■ Stated problem:
Reproduce the listing from the line containing "Thank you for the photo. Could you please identify the carved" through its end, substituting "olive tree" for "cypress tree" and leaving all else unchanged.

■ Material to process:
____________

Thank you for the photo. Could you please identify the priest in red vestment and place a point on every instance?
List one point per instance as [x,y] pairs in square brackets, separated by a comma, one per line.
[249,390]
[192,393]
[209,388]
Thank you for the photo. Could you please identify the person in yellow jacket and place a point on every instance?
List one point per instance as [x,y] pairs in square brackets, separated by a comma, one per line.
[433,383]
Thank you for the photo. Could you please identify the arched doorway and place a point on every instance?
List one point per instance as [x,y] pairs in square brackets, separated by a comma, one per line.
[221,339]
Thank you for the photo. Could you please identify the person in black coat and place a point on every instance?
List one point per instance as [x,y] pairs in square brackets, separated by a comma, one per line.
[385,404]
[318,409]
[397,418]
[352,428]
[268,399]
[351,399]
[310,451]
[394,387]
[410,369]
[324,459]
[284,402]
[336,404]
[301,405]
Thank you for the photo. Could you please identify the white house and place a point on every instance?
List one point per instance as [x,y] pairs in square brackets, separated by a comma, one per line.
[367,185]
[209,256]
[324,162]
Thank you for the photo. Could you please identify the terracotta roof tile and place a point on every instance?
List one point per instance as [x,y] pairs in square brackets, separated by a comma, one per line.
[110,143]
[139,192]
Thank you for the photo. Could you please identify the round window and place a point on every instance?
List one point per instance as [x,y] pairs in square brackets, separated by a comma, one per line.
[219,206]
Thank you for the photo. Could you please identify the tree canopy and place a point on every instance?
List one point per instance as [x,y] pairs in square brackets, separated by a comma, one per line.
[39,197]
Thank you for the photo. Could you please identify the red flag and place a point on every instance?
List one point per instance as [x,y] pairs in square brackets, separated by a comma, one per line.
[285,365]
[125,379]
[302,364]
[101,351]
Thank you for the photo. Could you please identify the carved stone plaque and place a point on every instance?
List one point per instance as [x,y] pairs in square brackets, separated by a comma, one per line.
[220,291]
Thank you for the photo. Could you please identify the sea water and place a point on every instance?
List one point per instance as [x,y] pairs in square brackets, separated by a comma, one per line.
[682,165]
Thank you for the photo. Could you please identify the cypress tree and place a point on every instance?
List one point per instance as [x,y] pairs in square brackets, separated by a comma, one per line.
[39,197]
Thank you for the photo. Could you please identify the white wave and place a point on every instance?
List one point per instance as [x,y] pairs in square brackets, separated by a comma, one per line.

____________

■ Answer to this task:
Thank you for the photo. Could you please identify the carved stone plaque and place a point on every instance?
List one point per instance as [x,y] pairs in square brackets, separated by a comma, one per line.
[220,291]
Thank you for the photo. Could you please identify the sea water and place a point on every instance?
List one point per instance as [x,y] pairs in square brackets, separated by a comma, one per line.
[682,165]
Thank you for the photo. Could you please identify the olive tree and place a point on every instance?
List one point per instance as [x,y] pairs in square brackets, separated by a comma, one per line.
[39,197]
Thank you for the photo. Could you please identify the white wave and place a point on every instance?
List one point per instance as [x,y] pairs in square brackets, separated by a comma, one per line.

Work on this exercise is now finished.